LeetCode Challenge Day 55 — 2169. Count Operations to Obtain Zero

Hey folks 👋

This is Day 55 of my LeetCode streak 🚀
Today’s problem is 2169. Count Operations to Obtain Zero — an easy yet elegant math-based problem that builds directly on the Euclidean algorithm logic for finding GCDs, but with a twist — instead of returning the GCD, we count the total number of subtraction operations.

📌 Problem Statement

You are given two non-negative integers num1 and num2.

In one operation:

• If num1 >= num2, you must subtract num2 from num1.
• Otherwise, subtract num1 from num2.

Return the number of operations required until either num1 or num2 becomes 0.

Example 1:

Input: num1 = 2, num2 = 3
Output: 3
Explanation:
Operation 1 → num2 = 3 - 2 = 1
Operation 2 → num1 = 2 - 1 = 1
Operation 3 → num2 = 1 - 1 = 0

Example 2:

Input: num1 = 10, num2 = 10
Output: 1
Explanation: num1 = num2 = 10 → subtract once → (0, 10)

💡 Intuition

At first glance, this looks like a repeated subtraction process — but there’s a pattern.
The problem mirrors the Euclidean GCD algorithm, where instead of computing the GCD, we count how many subtractions it would take to reduce both numbers to zero.

Each subtraction operation group can be optimized:

• Instead of subtracting one by one, we can perform Math.floor(num1 / num2) operations in a single step — since that’s how many times num2 fits inside num1.

🔑 Approach

1. Initialize a count variable to store the total number of subtraction operations.
2. While both num1 and num2 are greater than zero:
   • If num1 >= num2, increment count by Math.floor(num1 / num2) and update num1 = num1 % num2.
   • Otherwise, increment count by Math.floor(num2 / num1) and update num2 = num2 % num1.
3. Once one number becomes zero, exit the loop.
4. Return the count.

This approach effectively simulates all subtraction steps without actually performing each one individually.

⏱️ Complexity Analysis

• Time Complexity:
  ( O(\log(\min(num1, num2))) ) —
  The process mimics the Euclidean algorithm for GCD which operates in logarithmic time.

• Space Complexity:
  ( O(1) ) —
  We only use a constant number of variables.

🧑‍💻 Code (JavaScript)

# Pointing and labeling entries:
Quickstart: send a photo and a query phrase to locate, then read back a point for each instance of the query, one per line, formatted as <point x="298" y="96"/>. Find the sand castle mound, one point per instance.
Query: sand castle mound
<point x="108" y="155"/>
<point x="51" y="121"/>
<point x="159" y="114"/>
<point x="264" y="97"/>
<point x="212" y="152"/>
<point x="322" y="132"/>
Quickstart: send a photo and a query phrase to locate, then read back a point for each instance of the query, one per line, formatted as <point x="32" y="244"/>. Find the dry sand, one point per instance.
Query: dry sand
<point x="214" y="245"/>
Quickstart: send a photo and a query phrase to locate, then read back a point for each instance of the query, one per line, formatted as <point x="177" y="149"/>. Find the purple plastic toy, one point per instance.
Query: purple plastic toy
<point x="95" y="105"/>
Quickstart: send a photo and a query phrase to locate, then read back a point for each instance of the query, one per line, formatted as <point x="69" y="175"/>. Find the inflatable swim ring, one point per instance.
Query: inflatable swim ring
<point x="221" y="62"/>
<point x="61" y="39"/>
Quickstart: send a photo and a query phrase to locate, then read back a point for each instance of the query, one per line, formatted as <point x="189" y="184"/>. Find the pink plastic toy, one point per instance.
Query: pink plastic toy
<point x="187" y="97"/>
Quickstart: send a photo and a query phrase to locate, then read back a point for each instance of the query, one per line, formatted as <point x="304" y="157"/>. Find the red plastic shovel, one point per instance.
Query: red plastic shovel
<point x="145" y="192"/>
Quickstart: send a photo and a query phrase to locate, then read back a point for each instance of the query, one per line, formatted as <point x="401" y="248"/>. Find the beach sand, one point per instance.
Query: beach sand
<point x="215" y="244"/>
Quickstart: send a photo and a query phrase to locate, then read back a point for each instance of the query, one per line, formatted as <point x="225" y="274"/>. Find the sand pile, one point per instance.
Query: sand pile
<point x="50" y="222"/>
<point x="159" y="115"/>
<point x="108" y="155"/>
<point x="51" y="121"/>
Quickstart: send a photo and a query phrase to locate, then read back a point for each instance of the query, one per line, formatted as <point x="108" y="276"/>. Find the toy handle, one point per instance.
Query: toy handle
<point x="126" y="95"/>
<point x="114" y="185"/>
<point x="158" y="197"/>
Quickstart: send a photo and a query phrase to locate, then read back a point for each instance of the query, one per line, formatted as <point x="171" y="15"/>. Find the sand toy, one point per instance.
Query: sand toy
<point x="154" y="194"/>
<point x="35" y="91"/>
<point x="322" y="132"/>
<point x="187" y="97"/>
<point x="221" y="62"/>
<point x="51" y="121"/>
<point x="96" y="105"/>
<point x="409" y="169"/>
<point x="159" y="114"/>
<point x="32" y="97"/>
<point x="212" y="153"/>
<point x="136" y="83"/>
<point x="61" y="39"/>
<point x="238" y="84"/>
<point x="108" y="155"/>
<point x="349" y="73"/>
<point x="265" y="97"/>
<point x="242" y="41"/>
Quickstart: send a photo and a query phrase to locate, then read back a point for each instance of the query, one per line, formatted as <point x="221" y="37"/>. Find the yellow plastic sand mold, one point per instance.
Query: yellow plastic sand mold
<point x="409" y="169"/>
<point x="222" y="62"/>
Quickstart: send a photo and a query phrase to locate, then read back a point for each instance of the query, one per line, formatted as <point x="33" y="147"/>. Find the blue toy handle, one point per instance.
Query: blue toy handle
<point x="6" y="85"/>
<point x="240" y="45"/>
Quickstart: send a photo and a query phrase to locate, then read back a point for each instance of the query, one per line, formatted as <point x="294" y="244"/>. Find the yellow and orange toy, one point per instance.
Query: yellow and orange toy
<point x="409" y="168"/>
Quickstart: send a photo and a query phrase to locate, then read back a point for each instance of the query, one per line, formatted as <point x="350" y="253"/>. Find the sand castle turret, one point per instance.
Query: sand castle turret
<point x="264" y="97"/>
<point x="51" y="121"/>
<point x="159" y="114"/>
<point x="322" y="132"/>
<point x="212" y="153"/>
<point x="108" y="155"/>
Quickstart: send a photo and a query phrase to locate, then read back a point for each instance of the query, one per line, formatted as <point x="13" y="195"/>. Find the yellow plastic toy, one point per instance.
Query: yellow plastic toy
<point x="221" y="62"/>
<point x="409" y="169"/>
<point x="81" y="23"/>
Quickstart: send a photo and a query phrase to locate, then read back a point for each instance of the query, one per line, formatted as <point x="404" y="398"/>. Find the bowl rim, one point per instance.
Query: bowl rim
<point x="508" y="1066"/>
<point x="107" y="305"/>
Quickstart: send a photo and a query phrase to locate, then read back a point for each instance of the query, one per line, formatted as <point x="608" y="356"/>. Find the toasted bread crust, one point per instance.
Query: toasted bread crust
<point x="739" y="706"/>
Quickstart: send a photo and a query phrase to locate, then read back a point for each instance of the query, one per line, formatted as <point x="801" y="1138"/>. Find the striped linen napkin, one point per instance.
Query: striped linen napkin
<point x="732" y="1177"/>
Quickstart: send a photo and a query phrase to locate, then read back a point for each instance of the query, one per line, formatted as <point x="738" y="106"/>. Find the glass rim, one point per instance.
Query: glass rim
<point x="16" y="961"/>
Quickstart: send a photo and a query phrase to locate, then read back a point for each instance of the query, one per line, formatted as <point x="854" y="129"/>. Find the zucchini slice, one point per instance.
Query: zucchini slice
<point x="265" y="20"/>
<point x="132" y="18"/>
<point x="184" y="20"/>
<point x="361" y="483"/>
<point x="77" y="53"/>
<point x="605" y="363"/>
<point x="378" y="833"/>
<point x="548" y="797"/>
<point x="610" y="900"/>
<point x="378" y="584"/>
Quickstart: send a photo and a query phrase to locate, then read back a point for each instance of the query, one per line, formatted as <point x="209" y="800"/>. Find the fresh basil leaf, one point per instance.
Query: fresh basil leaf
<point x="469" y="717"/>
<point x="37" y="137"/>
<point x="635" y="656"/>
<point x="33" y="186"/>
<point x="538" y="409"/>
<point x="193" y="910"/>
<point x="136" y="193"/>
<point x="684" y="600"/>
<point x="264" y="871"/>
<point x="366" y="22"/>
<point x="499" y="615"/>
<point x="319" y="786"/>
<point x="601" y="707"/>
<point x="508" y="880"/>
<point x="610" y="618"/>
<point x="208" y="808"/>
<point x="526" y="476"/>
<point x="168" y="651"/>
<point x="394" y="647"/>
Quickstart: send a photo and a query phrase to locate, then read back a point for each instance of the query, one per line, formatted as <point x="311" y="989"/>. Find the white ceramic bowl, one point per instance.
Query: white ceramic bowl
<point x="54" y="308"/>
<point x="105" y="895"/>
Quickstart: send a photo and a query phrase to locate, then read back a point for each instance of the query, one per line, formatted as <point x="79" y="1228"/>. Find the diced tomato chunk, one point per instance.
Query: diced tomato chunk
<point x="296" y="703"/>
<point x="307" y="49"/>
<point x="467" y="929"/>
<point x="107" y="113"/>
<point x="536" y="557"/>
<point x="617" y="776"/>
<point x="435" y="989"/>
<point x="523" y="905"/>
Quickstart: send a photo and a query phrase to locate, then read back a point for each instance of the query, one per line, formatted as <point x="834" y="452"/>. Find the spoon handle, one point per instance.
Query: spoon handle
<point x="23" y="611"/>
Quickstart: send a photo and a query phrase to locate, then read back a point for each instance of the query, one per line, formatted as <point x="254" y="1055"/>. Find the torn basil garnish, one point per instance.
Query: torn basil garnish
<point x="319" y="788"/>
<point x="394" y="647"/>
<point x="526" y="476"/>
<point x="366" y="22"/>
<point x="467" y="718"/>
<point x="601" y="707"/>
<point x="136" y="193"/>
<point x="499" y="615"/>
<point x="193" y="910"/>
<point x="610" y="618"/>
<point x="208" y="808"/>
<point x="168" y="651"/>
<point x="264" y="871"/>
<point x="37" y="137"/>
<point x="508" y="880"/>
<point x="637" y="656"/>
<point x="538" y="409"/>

# REQUIRED ACTIONS:
• a. Condense the paragraph in the LeetCode post that begins "At first glance, this looks like a repeated subtraction process" into a single shorter sentence that keeps its main facts.
• b. In the LeetCode post, what is the space complexity, and what reason does it give?

# PER-TASK OUTPUTS:
• a. The problem looks like repeated subtraction but follows a pattern that mirrors the Euclidean GCD algorithm, except that it counts how many subtractions it would take to reduce both numbers to zero instead of computing the GCD.

• b. The space complexity is O(1) because only a constant number of variables is used.